- **What you are asked to do**
Write out, exactly as they stand, the line containing "the thatched roof" and all subsequent lines up to and including the final line of the records.

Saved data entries
--------------------
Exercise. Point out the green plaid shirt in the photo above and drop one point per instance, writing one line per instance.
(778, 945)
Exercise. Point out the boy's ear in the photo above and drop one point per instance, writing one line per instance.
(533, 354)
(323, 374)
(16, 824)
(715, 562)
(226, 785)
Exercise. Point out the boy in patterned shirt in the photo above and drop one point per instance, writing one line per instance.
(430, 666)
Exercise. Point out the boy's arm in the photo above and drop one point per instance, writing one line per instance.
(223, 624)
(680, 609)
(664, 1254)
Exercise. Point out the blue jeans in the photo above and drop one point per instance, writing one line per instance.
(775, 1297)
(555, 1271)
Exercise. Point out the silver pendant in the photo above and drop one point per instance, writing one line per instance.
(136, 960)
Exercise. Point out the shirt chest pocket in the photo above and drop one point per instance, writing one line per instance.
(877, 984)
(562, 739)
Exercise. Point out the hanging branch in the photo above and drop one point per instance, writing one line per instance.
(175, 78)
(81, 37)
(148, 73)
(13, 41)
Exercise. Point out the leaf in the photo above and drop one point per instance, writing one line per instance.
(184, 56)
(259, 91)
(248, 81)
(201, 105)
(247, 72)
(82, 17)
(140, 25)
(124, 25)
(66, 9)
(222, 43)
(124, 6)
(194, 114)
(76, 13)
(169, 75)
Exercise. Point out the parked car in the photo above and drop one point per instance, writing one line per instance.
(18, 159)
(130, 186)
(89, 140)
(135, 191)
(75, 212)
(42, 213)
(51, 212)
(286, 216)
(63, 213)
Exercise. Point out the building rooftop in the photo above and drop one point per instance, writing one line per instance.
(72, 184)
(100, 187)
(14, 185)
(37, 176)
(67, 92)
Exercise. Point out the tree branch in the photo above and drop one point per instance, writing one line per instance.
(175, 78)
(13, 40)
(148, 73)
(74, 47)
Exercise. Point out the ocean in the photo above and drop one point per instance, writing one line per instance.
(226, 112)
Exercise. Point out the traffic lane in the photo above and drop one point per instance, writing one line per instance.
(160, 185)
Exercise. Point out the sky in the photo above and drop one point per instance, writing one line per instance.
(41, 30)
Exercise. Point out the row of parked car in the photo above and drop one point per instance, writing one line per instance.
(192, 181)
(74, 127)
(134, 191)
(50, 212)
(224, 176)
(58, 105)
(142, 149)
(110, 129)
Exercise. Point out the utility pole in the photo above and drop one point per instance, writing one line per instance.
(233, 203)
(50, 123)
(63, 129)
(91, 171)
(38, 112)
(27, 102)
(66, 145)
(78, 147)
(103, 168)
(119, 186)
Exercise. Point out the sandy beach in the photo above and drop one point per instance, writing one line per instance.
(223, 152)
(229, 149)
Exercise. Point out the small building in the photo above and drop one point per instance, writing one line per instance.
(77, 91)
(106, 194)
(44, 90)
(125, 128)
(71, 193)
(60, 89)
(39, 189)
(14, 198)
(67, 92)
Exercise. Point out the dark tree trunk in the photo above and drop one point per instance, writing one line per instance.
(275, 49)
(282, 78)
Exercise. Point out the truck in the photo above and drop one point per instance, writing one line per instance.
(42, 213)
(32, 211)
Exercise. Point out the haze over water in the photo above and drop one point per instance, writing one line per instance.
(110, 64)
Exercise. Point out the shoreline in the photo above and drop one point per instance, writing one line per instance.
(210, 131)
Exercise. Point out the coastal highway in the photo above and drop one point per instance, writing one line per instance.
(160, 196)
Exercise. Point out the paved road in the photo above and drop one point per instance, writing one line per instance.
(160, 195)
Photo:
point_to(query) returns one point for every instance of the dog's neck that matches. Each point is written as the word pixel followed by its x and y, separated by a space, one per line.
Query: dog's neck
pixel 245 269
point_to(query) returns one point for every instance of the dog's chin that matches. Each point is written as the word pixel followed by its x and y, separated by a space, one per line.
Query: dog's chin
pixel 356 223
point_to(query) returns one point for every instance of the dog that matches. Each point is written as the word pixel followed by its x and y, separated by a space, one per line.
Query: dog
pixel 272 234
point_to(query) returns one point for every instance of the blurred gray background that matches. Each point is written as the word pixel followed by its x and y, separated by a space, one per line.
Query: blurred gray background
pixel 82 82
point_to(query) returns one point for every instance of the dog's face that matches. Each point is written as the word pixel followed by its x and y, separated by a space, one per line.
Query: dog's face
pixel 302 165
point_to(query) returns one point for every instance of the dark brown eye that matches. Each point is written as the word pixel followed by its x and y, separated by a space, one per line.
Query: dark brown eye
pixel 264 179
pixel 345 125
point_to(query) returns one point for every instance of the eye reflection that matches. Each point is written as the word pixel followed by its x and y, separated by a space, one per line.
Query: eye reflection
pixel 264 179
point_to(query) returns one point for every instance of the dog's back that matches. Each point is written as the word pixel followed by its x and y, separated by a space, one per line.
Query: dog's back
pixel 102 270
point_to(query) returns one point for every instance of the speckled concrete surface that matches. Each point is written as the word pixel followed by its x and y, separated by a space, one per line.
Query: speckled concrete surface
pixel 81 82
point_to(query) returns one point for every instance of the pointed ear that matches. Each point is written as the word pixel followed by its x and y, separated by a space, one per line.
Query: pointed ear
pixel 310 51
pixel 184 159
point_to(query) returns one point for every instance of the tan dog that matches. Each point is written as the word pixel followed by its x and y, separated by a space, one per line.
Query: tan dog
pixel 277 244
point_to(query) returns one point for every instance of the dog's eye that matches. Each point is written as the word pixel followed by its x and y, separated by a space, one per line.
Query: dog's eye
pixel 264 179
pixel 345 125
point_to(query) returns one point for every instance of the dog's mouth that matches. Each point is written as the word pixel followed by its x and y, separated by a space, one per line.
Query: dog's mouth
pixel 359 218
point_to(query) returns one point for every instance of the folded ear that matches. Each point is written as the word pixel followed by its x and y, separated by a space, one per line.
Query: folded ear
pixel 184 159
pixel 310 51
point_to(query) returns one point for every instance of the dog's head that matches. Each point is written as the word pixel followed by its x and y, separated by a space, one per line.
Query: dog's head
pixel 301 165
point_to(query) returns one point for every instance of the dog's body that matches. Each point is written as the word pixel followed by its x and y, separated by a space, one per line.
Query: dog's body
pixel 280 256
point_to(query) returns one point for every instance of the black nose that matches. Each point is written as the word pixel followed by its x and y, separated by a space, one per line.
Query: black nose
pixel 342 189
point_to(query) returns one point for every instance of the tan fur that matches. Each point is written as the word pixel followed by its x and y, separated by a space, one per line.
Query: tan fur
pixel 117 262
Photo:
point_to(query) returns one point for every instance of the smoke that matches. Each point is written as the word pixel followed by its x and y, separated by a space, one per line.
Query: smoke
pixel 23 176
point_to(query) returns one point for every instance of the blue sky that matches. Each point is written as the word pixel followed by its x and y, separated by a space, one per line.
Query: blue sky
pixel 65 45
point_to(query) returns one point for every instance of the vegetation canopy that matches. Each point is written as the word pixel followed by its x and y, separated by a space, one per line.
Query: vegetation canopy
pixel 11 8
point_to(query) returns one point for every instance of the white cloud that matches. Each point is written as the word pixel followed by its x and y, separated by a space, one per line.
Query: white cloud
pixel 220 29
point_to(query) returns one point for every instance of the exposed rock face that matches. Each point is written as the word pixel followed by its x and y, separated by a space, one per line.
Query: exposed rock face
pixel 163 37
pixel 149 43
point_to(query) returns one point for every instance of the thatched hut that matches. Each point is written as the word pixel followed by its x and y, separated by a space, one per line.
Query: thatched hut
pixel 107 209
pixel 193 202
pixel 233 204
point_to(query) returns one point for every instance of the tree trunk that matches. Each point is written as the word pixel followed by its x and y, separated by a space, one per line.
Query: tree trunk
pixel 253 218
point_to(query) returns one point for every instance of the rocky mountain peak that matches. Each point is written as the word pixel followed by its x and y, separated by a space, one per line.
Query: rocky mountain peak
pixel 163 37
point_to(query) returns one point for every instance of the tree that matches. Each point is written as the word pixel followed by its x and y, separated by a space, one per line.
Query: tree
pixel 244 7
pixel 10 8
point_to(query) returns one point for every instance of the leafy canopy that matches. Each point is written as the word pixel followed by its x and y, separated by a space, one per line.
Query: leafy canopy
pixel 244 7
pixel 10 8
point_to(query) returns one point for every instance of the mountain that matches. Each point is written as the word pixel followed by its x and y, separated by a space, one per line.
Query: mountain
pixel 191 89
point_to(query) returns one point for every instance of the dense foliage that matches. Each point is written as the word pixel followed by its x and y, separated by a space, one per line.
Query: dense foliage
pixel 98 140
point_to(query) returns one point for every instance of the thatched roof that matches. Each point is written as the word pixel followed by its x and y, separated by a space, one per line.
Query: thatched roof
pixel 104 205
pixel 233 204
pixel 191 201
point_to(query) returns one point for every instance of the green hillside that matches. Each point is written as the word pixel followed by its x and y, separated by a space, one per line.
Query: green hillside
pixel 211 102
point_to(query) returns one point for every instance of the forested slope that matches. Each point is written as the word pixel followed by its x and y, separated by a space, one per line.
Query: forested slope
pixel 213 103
--------------------
- **Output of the exercise**
point_to(query) returns one point for every instance of the thatched roof that matches. Each point is written as the word pixel followed by its x and y, separated by a space, one per line.
Query: thatched roof
pixel 104 205
pixel 233 204
pixel 191 201
point_to(query) returns one point for every instance of the green hillside that matches. Each point is written as the word pixel followed by its x and y, separated by a space, one per line.
Query: green hillside
pixel 211 102
point_to(query) returns one point for every instance of the forested slope that matches. Each point is written as the word pixel followed by its x and y, separated by a space, one per line.
Query: forested slope
pixel 213 103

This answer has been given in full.